DO THIS –
Starting with the line containing "Practice step: pick out every instance of the wooden post" and continuing through the line containing "[(451, 301), (398, 300)]", reproduce those lines of the records, adding 141 to every coordinate in the answers. Leave every other line and number unchanged.
[Start INPUT FOR THIS TASK]
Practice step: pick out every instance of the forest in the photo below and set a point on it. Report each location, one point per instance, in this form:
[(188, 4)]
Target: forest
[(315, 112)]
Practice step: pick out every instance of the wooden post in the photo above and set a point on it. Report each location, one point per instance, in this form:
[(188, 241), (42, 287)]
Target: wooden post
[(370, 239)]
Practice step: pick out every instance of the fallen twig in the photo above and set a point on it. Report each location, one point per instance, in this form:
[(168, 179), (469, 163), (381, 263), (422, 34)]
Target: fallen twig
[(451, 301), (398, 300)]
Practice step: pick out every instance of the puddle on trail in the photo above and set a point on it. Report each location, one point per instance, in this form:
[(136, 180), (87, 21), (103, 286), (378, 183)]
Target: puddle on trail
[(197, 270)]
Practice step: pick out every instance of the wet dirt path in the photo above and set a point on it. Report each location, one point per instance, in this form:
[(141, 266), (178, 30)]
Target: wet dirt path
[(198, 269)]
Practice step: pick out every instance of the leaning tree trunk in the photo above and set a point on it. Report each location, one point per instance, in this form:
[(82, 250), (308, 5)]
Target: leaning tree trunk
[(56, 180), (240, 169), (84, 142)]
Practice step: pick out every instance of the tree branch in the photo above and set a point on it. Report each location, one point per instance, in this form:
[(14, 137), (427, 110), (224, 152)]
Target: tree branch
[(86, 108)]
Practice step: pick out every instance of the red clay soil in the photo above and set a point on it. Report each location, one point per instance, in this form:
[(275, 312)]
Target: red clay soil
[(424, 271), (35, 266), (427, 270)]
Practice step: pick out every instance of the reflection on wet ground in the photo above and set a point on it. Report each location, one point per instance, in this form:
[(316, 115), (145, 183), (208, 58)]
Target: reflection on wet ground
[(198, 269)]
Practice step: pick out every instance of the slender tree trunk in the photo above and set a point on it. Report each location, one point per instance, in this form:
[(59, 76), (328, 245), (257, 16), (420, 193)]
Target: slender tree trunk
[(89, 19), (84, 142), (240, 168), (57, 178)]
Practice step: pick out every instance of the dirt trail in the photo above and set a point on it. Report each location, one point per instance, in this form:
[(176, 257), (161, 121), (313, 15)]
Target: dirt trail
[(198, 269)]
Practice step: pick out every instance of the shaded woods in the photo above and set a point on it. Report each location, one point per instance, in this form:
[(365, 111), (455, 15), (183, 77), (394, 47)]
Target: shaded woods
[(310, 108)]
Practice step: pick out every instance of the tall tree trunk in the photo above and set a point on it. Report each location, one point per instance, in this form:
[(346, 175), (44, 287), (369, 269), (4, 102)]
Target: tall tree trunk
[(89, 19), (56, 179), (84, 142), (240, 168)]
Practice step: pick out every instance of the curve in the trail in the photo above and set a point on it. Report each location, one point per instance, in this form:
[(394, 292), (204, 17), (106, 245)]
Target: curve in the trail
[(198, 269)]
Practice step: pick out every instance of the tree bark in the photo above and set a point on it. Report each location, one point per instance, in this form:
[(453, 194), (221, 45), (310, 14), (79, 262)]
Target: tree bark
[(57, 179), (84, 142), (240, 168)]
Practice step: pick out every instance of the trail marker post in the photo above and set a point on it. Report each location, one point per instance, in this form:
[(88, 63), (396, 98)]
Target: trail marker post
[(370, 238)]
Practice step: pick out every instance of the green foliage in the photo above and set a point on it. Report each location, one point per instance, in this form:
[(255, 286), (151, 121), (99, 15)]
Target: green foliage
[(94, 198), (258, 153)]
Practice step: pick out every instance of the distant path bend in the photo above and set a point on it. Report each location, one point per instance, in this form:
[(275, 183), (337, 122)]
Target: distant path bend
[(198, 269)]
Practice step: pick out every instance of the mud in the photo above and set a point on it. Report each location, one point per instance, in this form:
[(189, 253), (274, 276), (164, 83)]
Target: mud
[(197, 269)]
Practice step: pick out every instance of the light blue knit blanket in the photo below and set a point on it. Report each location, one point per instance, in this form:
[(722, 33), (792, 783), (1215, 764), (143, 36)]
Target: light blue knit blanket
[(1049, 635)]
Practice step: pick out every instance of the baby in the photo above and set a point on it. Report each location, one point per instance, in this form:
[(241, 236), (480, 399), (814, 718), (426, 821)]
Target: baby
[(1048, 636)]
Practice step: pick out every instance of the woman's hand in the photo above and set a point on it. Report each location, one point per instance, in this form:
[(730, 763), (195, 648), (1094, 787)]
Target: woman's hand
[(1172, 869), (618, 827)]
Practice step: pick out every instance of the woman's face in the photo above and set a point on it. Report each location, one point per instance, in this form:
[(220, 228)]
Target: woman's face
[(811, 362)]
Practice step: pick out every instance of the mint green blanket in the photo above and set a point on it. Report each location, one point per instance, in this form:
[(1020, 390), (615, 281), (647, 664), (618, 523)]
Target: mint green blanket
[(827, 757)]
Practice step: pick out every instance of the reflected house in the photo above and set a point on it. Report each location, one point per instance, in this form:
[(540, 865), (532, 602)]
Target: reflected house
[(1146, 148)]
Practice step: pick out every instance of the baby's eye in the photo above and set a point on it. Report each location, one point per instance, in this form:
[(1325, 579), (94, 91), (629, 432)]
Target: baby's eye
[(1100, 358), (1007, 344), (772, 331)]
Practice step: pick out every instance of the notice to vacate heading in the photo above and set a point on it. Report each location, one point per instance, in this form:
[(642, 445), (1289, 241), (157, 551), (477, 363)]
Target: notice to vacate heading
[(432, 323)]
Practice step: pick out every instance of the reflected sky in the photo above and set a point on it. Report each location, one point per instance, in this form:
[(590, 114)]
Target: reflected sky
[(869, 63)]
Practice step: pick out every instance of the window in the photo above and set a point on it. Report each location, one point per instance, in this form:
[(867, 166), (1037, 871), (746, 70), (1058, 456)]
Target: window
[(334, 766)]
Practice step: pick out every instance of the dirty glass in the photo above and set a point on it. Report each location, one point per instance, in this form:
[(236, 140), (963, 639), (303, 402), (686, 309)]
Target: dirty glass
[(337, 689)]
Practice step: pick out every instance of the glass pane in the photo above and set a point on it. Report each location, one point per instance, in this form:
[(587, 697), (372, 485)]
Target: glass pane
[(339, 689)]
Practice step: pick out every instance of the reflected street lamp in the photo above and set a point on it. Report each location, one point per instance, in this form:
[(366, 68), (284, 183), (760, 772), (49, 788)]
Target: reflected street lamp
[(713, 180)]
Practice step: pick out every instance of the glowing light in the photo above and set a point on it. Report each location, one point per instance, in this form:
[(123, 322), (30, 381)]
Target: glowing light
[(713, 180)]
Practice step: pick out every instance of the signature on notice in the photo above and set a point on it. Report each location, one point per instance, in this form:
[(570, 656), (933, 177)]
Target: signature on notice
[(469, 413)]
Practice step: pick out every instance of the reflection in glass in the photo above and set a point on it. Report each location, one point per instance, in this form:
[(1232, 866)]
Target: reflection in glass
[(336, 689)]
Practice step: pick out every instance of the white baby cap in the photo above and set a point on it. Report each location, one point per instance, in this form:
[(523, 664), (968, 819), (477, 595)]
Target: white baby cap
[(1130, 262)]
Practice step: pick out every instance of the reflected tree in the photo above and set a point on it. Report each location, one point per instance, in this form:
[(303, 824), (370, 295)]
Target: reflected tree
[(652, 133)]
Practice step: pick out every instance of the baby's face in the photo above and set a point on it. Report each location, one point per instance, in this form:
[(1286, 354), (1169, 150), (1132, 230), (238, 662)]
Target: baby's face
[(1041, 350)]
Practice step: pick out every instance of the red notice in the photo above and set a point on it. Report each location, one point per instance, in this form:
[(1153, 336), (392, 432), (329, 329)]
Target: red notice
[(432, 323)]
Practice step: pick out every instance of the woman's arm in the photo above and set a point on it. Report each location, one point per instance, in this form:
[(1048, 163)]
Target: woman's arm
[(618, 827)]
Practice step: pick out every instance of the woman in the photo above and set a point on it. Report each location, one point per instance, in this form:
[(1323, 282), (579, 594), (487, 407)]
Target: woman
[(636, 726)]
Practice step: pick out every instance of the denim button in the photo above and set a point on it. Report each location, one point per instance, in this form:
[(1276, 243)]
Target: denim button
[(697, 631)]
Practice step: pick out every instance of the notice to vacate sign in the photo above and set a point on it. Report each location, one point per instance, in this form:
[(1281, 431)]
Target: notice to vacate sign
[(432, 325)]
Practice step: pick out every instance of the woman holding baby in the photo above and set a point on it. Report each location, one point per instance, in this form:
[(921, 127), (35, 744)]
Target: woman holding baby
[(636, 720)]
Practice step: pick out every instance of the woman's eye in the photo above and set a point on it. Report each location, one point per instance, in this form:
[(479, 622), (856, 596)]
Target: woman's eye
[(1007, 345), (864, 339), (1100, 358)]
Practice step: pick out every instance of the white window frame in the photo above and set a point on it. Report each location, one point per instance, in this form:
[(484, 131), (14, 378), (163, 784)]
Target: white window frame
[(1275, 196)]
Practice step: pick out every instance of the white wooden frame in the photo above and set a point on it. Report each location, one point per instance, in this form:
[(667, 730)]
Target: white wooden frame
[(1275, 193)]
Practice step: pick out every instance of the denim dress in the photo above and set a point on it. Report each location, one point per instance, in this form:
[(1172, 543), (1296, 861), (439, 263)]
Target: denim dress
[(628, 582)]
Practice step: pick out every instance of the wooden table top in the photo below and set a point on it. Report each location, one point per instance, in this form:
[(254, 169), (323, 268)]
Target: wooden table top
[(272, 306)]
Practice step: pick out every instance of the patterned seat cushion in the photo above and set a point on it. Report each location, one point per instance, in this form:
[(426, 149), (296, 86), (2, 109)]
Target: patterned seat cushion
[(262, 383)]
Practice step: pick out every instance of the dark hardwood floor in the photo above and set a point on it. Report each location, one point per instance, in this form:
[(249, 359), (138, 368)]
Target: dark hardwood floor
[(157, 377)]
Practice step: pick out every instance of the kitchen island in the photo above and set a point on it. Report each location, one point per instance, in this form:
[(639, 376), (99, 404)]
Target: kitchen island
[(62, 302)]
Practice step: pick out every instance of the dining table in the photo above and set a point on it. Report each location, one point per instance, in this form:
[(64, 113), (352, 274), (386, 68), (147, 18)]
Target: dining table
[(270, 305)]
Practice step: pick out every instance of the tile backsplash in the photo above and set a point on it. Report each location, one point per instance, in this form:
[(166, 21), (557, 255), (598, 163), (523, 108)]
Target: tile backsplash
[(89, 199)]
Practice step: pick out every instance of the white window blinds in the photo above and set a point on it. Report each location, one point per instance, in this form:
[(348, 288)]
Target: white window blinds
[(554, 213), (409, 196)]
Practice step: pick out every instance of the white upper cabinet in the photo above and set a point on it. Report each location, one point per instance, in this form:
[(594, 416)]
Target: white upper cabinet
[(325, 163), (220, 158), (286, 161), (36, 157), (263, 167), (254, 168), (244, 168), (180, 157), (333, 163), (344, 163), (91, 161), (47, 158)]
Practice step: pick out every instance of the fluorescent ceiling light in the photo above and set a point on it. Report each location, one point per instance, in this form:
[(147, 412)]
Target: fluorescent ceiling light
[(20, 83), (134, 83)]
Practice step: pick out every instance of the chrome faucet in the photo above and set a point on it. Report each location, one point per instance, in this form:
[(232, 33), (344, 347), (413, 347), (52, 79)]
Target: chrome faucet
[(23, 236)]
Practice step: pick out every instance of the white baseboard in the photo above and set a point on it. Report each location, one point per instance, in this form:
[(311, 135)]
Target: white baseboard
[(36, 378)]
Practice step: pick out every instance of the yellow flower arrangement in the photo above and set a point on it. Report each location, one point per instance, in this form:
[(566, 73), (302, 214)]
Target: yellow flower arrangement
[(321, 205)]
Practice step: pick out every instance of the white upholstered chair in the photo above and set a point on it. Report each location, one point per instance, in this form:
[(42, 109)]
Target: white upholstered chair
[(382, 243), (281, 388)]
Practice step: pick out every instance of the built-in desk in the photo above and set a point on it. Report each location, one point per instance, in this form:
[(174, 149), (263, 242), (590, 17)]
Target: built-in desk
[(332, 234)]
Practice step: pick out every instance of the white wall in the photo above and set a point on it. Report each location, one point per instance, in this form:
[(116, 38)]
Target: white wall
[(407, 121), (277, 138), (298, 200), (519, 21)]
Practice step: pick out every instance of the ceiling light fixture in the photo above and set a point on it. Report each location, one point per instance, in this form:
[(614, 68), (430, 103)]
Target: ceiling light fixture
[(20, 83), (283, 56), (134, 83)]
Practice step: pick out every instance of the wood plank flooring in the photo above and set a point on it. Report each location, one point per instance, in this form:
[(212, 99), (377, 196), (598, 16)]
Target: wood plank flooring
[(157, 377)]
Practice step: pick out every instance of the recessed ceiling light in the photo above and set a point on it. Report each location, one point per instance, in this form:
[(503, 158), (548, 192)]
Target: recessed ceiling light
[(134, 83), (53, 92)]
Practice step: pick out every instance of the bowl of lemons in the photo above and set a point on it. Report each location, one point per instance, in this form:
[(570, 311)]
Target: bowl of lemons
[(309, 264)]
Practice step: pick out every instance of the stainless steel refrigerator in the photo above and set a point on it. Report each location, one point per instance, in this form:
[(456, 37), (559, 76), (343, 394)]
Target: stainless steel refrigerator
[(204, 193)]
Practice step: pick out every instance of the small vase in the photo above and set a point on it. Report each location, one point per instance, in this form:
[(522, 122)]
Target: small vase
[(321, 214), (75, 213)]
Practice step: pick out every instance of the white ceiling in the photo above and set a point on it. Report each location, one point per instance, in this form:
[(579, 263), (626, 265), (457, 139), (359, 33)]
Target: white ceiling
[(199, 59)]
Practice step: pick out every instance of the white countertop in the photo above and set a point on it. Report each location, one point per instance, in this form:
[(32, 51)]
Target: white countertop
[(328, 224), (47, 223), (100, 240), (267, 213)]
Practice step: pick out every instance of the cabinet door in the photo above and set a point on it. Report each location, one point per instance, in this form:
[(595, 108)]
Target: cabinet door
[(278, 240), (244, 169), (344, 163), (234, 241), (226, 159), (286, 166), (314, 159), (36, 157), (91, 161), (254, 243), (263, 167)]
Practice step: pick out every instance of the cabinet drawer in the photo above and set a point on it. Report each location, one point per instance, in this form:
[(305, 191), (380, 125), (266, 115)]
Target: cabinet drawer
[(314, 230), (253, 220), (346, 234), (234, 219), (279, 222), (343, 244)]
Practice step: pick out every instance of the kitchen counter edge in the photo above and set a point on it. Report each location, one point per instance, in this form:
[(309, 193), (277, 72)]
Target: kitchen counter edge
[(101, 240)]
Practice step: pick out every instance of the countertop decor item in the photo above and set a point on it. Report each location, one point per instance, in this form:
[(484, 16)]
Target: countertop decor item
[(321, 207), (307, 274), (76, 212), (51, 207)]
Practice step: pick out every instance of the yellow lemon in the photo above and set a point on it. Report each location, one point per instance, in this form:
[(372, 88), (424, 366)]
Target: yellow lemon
[End INPUT FOR THIS TASK]
SOLUTION FOR THIS EXERCISE –
Practice step: pick out every instance of the wooden post in the photo above and set a point on it. Report each location, one point per instance, in this form:
[(188, 241), (42, 287)]
Target: wooden post
[(511, 380)]
Practice step: pick out every instance of the fallen twig in the photo above and set a point on it. Report each location, one point per instance, in this form:
[(168, 179), (469, 163), (381, 263), (422, 34)]
Target: fallen twig
[(592, 442), (539, 441)]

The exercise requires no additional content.